(Data listing)
────────────────

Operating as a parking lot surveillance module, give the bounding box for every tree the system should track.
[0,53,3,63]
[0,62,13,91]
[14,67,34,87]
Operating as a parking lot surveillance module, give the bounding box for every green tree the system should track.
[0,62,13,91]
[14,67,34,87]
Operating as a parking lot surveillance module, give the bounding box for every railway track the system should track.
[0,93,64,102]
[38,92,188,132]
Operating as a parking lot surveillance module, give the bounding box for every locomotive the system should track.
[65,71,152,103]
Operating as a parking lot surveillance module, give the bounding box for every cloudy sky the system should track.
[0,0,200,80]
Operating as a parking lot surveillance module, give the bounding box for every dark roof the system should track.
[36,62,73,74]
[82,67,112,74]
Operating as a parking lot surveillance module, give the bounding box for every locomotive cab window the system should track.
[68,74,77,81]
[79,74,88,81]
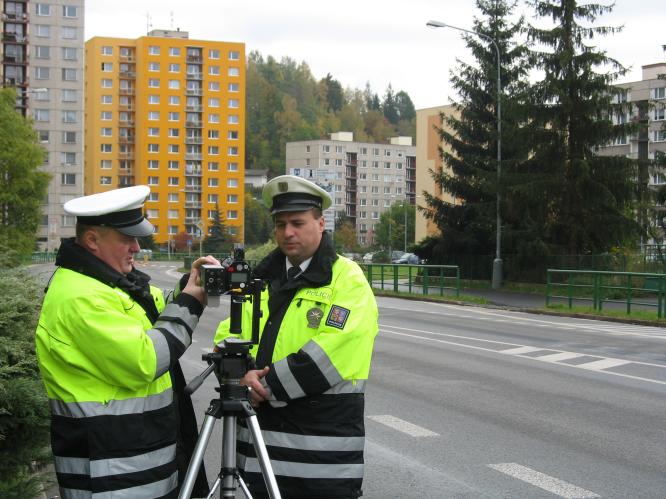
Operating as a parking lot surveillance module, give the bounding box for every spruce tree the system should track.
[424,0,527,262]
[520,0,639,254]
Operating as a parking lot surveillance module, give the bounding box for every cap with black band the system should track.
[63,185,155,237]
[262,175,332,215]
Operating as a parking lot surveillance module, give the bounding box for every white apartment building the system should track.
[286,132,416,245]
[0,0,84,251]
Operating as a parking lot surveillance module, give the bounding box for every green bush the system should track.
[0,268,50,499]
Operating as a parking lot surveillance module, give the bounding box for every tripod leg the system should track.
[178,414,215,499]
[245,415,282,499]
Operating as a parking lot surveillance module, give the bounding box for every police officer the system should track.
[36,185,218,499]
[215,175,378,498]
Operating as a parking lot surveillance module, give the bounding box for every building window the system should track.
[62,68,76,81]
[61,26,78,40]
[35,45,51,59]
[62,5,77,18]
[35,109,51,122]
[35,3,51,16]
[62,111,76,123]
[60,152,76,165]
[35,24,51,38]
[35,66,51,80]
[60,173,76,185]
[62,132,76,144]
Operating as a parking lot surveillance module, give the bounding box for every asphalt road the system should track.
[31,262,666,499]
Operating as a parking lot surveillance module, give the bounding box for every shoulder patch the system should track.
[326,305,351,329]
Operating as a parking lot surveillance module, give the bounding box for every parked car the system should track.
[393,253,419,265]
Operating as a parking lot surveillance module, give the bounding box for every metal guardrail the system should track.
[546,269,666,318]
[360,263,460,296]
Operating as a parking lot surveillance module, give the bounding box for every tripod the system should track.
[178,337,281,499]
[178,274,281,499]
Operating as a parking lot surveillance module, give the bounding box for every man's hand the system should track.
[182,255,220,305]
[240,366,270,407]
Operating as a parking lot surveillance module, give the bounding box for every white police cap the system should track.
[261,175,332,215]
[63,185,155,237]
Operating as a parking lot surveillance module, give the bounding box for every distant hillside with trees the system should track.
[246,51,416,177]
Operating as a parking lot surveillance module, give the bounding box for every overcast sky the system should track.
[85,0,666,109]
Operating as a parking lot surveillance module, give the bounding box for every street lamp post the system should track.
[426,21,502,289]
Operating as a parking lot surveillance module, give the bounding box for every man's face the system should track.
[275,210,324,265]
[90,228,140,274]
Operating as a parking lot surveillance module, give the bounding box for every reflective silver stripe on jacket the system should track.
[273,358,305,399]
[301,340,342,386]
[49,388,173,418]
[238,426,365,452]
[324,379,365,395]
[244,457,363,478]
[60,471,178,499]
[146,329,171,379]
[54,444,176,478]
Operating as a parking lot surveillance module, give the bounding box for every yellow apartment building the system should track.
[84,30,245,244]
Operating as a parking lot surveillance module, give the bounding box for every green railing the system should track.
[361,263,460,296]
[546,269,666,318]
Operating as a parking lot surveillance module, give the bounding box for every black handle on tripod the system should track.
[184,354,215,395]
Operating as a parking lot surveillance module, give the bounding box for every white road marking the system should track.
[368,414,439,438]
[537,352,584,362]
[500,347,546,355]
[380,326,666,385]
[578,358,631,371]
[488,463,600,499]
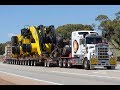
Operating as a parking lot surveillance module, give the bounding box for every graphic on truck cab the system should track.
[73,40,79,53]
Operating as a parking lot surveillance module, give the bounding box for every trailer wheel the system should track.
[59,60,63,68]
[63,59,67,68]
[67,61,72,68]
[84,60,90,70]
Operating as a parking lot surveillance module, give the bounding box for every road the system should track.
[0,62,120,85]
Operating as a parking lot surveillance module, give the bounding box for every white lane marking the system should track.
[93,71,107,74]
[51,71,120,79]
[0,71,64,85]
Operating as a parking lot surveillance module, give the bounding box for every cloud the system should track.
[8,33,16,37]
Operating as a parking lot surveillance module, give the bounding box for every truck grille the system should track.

────────────────

Given problem – How many lines of the data above contain the string "window"? Treat uppercase and lowercase as different, and give only the number.

Completed task – 2